• _EXERCISE TEXT_:
※ ※ ※

Therefore, this study proposes a modified reduction method for old bony mallet fingers using open reduction, one K-wire for fixation of the distal IP (DIP) joint, two K-wires for dorsal compression of the avulsion fracture block, and K-wire distal interlocking fixation. This paper presents the clinical outcomes of 17 patients that received this treatment.

Patients

This was a retrospective analysis of patients with old closed bony mallet fingers treated between June 2013 and December 2016. The study was approved by the research ethics committee of the Forth Medical Center of the General Hospital of People’s Liberation Army of China (2019KY014-HS001). The need for informed consent was waived by the committee.

The inclusion criteria were (1) injury time was > 4 weeks; (2) the lateral film of the finger showed the phalangette basal avulsion fracture, and the fracture block represented ≥ 25% of the articular surface of the distal phalanx; and (3) the affected finger could be passively extended. The exclusion criteria were (1) comminuted fracture, (2) width of the fracture block was < 2 mm, (3) DIP joint stiffness, or (4) malunion.

※ ※ ※

• _Saved entries_:

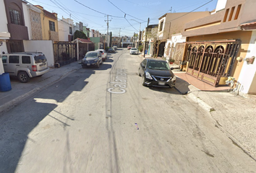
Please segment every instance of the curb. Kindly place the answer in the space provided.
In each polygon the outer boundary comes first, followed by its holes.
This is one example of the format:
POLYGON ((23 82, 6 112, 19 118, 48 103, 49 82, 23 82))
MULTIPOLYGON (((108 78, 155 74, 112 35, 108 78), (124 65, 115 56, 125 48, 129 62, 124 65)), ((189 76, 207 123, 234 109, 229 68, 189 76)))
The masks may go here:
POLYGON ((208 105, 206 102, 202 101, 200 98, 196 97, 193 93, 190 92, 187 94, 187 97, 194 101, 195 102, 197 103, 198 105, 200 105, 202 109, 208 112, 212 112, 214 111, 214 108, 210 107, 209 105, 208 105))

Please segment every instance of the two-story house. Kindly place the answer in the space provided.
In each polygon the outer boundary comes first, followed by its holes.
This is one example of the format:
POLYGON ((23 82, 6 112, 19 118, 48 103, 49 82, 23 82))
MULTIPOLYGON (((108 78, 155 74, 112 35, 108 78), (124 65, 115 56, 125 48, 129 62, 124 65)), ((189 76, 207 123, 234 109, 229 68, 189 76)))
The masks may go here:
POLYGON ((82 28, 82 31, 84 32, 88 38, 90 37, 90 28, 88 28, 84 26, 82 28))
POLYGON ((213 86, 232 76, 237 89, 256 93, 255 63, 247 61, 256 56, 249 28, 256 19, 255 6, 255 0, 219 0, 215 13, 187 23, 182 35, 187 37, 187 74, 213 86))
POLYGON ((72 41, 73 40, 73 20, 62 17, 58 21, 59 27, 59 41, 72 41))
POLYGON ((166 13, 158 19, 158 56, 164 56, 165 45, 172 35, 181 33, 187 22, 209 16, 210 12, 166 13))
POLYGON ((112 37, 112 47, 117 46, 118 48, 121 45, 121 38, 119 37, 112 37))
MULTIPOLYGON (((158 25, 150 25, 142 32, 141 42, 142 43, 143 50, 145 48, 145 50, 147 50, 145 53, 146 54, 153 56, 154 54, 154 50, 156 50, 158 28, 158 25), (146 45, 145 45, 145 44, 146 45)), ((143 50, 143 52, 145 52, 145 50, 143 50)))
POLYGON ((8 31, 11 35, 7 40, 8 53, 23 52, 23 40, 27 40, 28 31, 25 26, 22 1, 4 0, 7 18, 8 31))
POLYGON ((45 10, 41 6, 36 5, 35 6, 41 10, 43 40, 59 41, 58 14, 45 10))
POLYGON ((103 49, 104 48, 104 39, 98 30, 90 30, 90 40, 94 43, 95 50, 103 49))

※ ※ ※

• _DIRECTIONS_:
- 1) According to the mallet finger study text, between which dates were the patients in the analysis treated?
- 2) Continue the mallet finger study text from the point where it stops.

• _OUTPUTS IN ORDER_:
- 1) Between June 2013 and December 2016.

- 2)
Surgical procedures

After local anesthesia using lidocaine, a tourniquet was placed at the root of the affected finger. A dorsal H-shaped incision was made over the DIP joint to expose the fracture. The fractured block was separated, and the extensor tendon was released. The scar tissue was removed using a micro-curette to expose and refresh the fracture surface. In the presence of an anterior dislocation of the interphalangeal joint and in the impossibility of reducing it manipulatively, detachment was used to separate and release the palmar articular capsule from the dorsal side through the DIP joint. A 1-mm double-headed K-wire was inserted from the palmar residual articular surface of the phalangette under maximum flexion of the distal phalanx of the affected finger until the end was completely immersed in the distal phalanx. The distal phalanx of the affected finger was placed in slight dorsiflexion, and the K-wire was inserted back into the middle phalanx to stabilize the DIP joint in a slight overextension position. Pointed tweezers were used to reduce the avulsed bone block and maintain it under mild compression. Two 0.8-mm K-wires were crosswise or parallelly inserted in the middle phalanx from the dorsal side percutaneously; the angle between the K-wires and the middle phalanx was about 30°. The K-wires had to be close to the avulsed bone block when inserting, and the space between the two wires at the bone block had to be about 1 mm. Finally, the distal ends of the two K-wires were bent into a U shape and were fixed by interlocking them with the distal end of the first K-wire. Therefore, at this time, the avulsed bone blocks were compressed and fixed to the fracture end by two K-wires. X-ray photographs were taken to confirm the complete reduction of the fracture and good compression and fixation. Finally, the incision was closed.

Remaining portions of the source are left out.